Pero para vivir en el Espíritu y experimentar el poder sobrenatural de Dios, ¿es imprescindible rendirse con armas y bagajes a teorías disparatadas que parecen nacidas en la tómbola de las ocurrencias, pero que se instalan entre el pueblo de Dios en estos días? ¿Es obligado quitarse el sombrero y arrancarse el cerebro para entrar en una iglesia (Chesterton)? ¿No es posible hacer sitio siquiera a una dosis mínima de conocimiento bíblico aplicado con sentido común? ¿Es necesario decir amén a majaderías de calibre grueso o, como poco, mirar para otro lado para no quedarnos fuera de juego en la carrera del éxito eclesial?

● **Material de datos**:
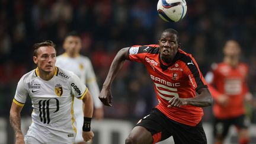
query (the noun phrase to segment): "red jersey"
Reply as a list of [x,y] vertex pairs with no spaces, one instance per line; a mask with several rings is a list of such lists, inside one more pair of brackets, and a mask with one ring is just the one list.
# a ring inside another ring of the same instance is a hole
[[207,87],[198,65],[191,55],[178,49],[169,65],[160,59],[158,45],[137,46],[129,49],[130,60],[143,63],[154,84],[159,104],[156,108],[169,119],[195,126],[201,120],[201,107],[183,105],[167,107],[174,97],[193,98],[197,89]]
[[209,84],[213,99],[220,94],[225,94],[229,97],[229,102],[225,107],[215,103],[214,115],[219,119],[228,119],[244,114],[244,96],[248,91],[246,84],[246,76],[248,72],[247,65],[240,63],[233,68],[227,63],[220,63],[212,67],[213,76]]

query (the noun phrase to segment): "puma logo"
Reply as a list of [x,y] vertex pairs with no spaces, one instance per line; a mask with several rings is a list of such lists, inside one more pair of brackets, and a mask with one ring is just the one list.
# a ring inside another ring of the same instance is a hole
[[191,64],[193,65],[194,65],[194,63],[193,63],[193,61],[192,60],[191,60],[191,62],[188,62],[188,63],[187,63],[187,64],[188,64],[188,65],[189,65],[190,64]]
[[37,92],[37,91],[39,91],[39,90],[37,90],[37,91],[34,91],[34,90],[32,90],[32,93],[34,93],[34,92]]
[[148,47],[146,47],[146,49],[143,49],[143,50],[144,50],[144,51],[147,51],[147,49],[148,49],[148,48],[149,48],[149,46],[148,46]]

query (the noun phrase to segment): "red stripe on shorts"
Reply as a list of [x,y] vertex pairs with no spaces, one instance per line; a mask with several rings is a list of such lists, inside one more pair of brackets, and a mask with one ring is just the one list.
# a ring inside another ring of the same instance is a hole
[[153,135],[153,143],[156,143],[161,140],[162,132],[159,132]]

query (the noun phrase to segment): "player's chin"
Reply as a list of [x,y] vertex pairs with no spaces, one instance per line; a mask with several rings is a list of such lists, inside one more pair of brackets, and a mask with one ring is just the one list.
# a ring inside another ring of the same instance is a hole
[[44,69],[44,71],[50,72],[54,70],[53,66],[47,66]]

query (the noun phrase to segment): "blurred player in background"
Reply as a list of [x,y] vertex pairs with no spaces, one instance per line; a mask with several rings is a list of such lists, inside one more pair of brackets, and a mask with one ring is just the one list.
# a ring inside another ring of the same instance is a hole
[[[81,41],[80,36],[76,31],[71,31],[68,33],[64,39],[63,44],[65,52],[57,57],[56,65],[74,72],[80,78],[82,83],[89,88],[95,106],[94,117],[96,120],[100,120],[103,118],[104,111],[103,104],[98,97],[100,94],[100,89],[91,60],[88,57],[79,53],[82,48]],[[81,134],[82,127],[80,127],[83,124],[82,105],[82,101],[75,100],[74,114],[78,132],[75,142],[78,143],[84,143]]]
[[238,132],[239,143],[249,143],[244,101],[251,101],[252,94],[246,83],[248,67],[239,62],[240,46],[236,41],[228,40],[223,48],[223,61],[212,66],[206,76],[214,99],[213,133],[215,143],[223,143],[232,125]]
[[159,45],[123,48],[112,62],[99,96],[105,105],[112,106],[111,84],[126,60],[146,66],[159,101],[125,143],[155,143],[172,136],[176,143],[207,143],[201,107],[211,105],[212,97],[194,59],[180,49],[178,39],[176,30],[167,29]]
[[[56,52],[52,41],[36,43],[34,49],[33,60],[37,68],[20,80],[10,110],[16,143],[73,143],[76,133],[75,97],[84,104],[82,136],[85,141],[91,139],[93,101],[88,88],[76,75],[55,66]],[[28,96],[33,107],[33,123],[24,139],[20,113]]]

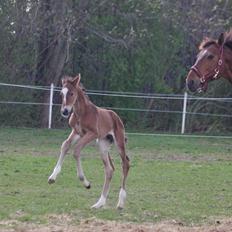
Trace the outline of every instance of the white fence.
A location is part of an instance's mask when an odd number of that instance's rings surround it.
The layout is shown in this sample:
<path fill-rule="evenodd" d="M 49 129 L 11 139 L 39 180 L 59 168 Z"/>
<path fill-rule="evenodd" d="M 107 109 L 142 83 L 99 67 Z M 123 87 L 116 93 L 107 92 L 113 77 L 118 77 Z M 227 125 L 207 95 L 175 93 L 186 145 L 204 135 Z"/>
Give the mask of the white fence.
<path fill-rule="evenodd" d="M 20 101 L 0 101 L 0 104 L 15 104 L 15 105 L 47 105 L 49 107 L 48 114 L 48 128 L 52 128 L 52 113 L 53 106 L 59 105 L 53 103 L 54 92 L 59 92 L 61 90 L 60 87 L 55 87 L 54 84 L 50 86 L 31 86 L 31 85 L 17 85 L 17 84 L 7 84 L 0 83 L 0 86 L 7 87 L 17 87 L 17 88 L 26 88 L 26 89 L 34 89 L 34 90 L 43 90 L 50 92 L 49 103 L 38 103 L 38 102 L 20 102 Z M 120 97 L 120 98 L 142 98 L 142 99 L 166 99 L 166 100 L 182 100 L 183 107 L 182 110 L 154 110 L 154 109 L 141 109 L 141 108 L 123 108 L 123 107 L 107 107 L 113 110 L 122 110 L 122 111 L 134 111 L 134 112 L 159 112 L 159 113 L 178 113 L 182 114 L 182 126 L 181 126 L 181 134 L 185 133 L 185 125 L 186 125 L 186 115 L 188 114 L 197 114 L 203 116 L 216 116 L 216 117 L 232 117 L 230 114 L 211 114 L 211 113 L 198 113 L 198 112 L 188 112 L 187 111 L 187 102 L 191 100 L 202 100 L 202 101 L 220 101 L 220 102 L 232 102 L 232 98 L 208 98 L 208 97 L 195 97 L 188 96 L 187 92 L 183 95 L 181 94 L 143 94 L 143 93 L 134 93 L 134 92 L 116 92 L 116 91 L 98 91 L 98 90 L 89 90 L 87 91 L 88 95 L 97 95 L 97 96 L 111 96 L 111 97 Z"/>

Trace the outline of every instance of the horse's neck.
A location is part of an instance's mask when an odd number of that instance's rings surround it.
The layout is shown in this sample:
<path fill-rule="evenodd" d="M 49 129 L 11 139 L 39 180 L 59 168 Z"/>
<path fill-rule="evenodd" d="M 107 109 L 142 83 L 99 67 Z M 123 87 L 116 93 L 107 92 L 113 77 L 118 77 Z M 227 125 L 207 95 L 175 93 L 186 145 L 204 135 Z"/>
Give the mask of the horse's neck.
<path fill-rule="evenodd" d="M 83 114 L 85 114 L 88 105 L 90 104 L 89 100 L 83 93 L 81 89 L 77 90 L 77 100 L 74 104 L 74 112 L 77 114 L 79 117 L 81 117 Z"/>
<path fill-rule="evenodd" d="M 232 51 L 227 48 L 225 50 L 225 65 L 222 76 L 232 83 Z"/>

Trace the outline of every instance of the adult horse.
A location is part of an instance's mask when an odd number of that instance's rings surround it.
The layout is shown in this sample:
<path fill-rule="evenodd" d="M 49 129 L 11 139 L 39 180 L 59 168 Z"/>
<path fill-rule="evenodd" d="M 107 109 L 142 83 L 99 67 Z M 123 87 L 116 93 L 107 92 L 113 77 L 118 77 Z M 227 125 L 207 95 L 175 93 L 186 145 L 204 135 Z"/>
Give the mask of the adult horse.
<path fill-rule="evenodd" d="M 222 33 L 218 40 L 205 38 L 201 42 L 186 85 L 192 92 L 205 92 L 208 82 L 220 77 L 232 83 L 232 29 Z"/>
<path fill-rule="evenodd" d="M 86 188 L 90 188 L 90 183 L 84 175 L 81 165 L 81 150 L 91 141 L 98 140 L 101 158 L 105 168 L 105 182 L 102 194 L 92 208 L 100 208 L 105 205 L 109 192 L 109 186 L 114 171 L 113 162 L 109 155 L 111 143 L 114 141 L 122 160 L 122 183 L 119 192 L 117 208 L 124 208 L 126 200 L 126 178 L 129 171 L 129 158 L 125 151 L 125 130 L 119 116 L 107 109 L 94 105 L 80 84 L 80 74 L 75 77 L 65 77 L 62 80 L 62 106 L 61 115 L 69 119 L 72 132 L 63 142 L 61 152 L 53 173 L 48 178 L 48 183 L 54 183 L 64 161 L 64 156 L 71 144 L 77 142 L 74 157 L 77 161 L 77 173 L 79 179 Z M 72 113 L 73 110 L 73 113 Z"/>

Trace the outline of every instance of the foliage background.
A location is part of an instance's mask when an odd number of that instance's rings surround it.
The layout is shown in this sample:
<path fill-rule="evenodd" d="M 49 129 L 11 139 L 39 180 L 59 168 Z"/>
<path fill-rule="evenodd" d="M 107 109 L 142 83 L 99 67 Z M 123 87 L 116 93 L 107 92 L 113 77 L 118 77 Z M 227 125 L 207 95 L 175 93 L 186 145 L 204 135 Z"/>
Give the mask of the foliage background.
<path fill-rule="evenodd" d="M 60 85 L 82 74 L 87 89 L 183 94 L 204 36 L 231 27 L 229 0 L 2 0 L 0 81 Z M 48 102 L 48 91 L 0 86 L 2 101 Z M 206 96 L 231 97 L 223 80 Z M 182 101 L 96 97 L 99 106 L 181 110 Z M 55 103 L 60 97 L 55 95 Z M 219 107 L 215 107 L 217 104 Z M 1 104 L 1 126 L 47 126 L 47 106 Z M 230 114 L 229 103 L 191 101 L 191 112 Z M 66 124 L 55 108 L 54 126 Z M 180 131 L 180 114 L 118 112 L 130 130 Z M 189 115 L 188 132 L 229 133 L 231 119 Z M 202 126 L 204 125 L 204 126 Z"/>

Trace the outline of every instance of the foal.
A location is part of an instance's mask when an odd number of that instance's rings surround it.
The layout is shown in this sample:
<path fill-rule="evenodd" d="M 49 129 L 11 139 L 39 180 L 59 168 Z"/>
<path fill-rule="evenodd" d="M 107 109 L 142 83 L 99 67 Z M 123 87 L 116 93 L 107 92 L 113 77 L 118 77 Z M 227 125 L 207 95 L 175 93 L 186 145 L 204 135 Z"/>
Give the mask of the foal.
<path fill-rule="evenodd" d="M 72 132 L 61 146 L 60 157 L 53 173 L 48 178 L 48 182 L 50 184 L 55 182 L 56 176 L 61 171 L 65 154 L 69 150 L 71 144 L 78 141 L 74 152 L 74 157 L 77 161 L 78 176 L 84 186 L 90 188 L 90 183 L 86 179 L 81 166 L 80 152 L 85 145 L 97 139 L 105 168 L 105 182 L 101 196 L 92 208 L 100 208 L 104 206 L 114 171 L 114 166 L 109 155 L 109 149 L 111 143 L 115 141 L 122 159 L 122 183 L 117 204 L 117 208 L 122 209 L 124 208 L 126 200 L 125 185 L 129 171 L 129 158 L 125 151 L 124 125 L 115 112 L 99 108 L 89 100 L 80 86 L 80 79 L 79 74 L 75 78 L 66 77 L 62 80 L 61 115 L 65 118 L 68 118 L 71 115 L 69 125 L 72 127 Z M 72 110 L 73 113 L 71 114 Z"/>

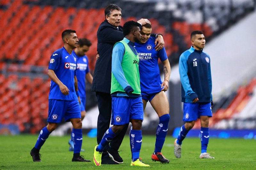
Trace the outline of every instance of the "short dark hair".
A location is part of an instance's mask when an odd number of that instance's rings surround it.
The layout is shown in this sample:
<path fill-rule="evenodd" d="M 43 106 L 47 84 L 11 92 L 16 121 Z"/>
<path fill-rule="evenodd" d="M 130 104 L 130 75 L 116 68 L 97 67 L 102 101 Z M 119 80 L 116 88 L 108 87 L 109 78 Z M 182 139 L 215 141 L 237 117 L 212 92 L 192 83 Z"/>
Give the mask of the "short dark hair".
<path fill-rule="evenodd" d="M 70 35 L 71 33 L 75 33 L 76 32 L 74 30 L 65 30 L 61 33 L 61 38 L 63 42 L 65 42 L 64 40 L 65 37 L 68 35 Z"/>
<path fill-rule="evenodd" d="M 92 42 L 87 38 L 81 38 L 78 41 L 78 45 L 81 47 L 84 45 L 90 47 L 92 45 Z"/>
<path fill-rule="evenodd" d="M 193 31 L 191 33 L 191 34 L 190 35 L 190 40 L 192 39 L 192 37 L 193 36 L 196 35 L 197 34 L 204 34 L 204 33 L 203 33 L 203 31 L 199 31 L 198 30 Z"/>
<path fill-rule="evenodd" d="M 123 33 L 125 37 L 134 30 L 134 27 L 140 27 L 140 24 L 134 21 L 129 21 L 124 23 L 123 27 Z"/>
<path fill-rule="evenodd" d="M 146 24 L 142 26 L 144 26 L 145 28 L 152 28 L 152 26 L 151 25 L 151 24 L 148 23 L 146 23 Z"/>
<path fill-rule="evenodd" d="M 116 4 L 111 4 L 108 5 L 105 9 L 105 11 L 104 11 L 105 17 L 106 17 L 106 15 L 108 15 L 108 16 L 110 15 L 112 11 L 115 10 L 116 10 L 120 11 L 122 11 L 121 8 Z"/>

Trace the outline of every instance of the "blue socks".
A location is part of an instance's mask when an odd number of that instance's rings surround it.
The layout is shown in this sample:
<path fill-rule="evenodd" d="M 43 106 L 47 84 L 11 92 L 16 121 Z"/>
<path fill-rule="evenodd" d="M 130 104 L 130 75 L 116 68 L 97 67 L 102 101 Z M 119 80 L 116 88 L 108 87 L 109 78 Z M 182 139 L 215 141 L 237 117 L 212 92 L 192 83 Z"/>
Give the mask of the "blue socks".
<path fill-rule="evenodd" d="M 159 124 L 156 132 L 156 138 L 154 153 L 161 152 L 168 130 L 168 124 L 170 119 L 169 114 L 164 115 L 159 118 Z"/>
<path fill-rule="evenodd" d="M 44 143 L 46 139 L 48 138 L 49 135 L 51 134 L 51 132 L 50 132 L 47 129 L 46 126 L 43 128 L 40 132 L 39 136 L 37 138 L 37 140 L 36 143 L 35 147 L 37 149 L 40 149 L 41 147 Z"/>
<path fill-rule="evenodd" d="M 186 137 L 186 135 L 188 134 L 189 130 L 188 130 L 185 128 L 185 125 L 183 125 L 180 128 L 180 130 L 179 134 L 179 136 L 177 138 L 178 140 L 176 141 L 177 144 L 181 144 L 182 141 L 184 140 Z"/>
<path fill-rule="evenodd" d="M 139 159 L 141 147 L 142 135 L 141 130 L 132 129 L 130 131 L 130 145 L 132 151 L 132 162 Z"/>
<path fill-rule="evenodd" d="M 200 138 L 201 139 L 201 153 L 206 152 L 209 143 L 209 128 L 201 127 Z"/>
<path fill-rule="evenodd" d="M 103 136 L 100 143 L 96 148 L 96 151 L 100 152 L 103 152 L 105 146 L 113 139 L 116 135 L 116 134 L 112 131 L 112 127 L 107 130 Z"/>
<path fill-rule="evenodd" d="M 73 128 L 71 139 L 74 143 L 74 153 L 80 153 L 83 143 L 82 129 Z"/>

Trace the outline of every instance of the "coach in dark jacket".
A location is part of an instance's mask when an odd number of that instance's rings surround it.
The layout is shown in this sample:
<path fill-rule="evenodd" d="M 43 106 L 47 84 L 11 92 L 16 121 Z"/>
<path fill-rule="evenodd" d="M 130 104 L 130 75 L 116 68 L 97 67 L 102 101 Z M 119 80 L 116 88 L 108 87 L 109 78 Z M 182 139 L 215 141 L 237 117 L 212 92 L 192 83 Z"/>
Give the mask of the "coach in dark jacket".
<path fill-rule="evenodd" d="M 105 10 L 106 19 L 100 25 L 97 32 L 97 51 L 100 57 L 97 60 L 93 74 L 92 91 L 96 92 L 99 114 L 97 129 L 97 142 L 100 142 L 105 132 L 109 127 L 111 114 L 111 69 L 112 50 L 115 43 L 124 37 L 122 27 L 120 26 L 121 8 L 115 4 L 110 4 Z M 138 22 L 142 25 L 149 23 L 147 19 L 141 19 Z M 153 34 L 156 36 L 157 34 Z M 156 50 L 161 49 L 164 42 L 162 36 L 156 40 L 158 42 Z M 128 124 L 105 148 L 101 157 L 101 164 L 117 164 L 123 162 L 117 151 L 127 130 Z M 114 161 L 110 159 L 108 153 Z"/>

● **Tareas del ejercicio**:
1. Copia del fragmento seleccionado el pasaje que empieza en las palabras "Pero para vivir" y termina después de "del éxito eclesial?".
2. Reescribe como una lista breve el párrafo del fragmento seleccionado que empieza con "Pero para vivir en el Espíritu", conservando sus ideas principales.

● **Tareas resueltas**:
1.
Pero para vivir en el Espíritu y experimentar el poder sobrenatural de Dios, ¿es imprescindible rendirse con armas y bagajes a teorías disparatadas que parecen nacidas en la tómbola de las ocurrencias, pero que se instalan entre el pueblo de Dios en estos días? ¿Es obligado quitarse el sombrero y arrancarse el cerebro para entrar en una iglesia (Chesterton)? ¿No es posible hacer sitio siquiera a una dosis mínima de conocimiento bíblico aplicado con sentido común? ¿Es necesario decir amén a majaderías de calibre grueso o, como poco, mirar para otro lado para no quedarnos fuera de juego en la carrera del éxito eclesial?

2.
- ¿Hay que rendirse a teorías disparatadas que hoy se instalan entre el pueblo de Dios para vivir en el Espíritu y experimentar el poder sobrenatural de Dios?
- ¿Es obligado quitarse el sombrero y arrancarse el cerebro para entrar en una iglesia (Chesterton)?
- ¿No cabe siquiera una dosis mínima de conocimiento bíblico aplicado con sentido común?
- ¿Es necesario decir amén a majaderías de calibre grueso, o al menos mirar para otro lado, para no quedar fuera de la carrera del éxito eclesial?